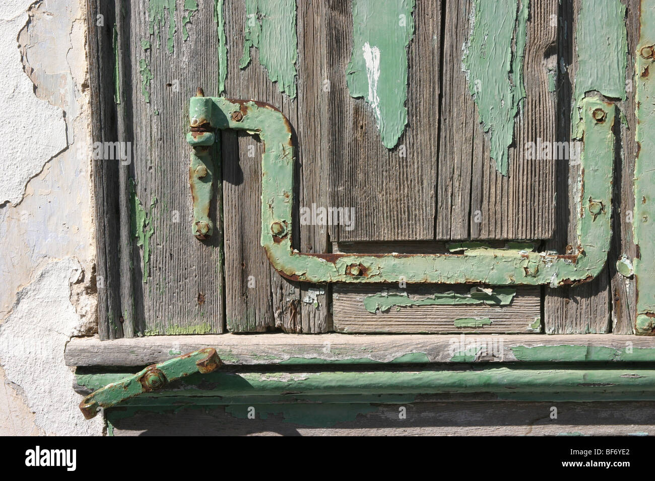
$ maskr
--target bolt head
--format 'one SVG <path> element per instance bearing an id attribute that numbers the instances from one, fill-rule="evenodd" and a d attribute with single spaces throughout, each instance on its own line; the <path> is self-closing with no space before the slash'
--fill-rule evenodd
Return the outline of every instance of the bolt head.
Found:
<path id="1" fill-rule="evenodd" d="M 207 168 L 204 166 L 200 165 L 196 168 L 196 177 L 198 179 L 202 179 L 205 175 L 207 175 Z"/>
<path id="2" fill-rule="evenodd" d="M 602 122 L 605 121 L 605 118 L 607 116 L 607 113 L 603 110 L 603 109 L 596 109 L 593 111 L 593 118 L 597 122 Z"/>
<path id="3" fill-rule="evenodd" d="M 348 267 L 350 268 L 350 276 L 358 276 L 362 275 L 362 268 L 358 264 L 351 264 Z"/>
<path id="4" fill-rule="evenodd" d="M 141 385 L 146 391 L 157 391 L 166 385 L 166 376 L 159 369 L 148 371 L 140 380 Z"/>
<path id="5" fill-rule="evenodd" d="M 284 223 L 276 221 L 271 224 L 271 232 L 273 233 L 274 236 L 282 237 L 286 232 L 286 226 L 284 225 Z"/>

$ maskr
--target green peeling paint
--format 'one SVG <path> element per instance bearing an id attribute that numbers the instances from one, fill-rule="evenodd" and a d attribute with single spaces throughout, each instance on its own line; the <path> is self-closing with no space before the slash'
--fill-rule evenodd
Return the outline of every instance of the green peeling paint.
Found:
+++
__Task description__
Rewrite the listing above as a Markdown table with the columns Row and Line, one numbered row per line, leaving out blank lines and the picture.

__Output for this task__
| Row | Line |
|---|---|
| 1 | $ maskr |
| 2 | --target bolt head |
| 3 | --format 'one SVG <path> element per instance bearing an id attribute that numbers the instances from one, fill-rule="evenodd" and a d attribute with single spaces throughout, each instance on its own line; the <path> is self-closing with no space before the slash' |
| 4 | --fill-rule evenodd |
| 5 | Return the outline of every instance of the bolt head. |
| 6 | Found: |
| 7 | <path id="1" fill-rule="evenodd" d="M 207 168 L 204 166 L 200 165 L 196 168 L 196 177 L 198 179 L 202 179 L 205 175 L 207 175 Z"/> |
| 8 | <path id="2" fill-rule="evenodd" d="M 602 122 L 605 121 L 605 118 L 607 116 L 607 113 L 603 110 L 603 109 L 596 109 L 593 111 L 593 118 L 597 122 Z"/> |
| 9 | <path id="3" fill-rule="evenodd" d="M 348 267 L 350 268 L 350 276 L 358 276 L 362 275 L 362 268 L 358 264 L 351 264 Z"/> |
| 10 | <path id="4" fill-rule="evenodd" d="M 141 385 L 146 391 L 157 391 L 166 385 L 166 376 L 159 369 L 148 371 L 140 380 Z"/> |
| 11 | <path id="5" fill-rule="evenodd" d="M 284 223 L 276 221 L 271 224 L 271 232 L 273 233 L 274 236 L 282 237 L 286 232 L 286 226 L 284 225 Z"/> |
| 12 | $ maskr |
| 13 | --target green peeling paint |
| 14 | --format 'one SVG <path> element per instance bearing an id attribute that numbers the instances from one, fill-rule="evenodd" and a d attribute with single spaces throughout, each instance on its own line; the <path> is self-closing with no space before the slash' |
| 15 | --fill-rule evenodd |
| 16 | Return the outline of every instance of the green peeling paint. |
| 17 | Found: |